Activity
Type out the records that follow, exactly as given.

[Point-per-instance localization data]
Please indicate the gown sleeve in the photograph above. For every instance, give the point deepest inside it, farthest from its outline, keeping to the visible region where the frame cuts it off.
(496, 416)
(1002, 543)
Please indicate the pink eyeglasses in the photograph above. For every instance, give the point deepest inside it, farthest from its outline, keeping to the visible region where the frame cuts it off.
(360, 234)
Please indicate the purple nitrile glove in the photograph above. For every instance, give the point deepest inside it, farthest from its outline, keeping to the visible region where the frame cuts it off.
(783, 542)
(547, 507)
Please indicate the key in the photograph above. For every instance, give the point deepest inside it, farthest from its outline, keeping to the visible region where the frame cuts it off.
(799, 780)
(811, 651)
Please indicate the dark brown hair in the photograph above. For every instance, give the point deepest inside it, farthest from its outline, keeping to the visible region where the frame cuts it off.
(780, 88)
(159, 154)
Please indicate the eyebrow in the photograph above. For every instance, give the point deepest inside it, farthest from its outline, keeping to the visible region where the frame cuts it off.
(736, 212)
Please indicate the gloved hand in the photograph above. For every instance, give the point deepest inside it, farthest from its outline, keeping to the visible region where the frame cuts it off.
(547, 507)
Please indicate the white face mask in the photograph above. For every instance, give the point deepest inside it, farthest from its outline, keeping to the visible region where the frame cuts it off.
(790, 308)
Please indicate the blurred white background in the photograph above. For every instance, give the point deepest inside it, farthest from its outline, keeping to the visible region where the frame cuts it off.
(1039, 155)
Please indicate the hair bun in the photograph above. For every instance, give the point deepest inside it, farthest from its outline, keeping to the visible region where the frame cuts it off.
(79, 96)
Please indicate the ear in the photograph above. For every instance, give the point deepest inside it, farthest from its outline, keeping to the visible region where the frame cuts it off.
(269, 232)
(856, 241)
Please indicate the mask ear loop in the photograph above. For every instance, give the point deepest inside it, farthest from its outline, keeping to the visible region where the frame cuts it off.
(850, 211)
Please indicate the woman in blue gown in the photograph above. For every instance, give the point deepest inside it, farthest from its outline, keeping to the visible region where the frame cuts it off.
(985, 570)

Exercise response
Please indicate the gown sleeve in the photograph above. For every instance, give the point deepest inside it, farthest from its outline, keeping to the visible region where the frame cuts it off.
(496, 416)
(1002, 543)
Please indicate the pink eyeglasses in the photograph above. For every instance, give the point deepest inside it, farthest from its outline, keeping to the visible region where the frame cuts it off.
(360, 234)
Please indicate the purple nitrile glove in the photograph above. For every instance, give the point deepest inside it, farthest from its outline, keeping to the visible region where the frame cuts it off.
(783, 542)
(547, 507)
Please indicate the key in the photograph above. For every instance, give the point deepest inside it, farthest from its outline, keeping to the visible region where the frame cuts it off.
(799, 780)
(811, 651)
Please indicate the dark brown hair in the photograph above. For every instance, give the point deepest inside it, farthest from its outline, keeping to the visible region where the frame cuts it off.
(780, 88)
(159, 154)
Please indicate the eyebrow in the photograph above. For every instance, give the point deepest inside it, farthest from its outline, keeping to the visible region where the frame cuts it off.
(736, 212)
Please indicate the gloved hand in the photograph above. For every instance, give the point deepest inside it, farthest from its outline, keeping to the visible region where the frame cuts it off.
(547, 507)
Please indicate the white face mask in the photograph above. For every instance, give the point deepest inside it, farthest from its outline, keeping to the visible region where the frame cuts it off.
(790, 308)
Please indicate the blurred white background in the photograph above. For every instance, give the point deepest inside it, farthest from its outline, keeping to the visible region where the frame cuts it off.
(1039, 155)
Please indicate the hair bun in the photograph above. For every instance, give the point deepest inside it, farthest from its outline, keeping to the visible region where the frame cuts it off.
(79, 96)
Please indicate the ear in the photograph above. For every instance, give the point deepest inside it, farthest from its outline, keeping to the visible region where the frame cuts it off.
(269, 232)
(856, 241)
Please indicate the mask ear loop in the photograph above. For every instance, give the point deepest inside it, farthest from its outline, keeping to the visible region where the frame cuts it off.
(850, 211)
Please indicate the woman in blue gown in the photograph above. For every instance, give the point deepest inside it, farthest from its outline, keeping to the visible region where the frame cuts it off.
(985, 570)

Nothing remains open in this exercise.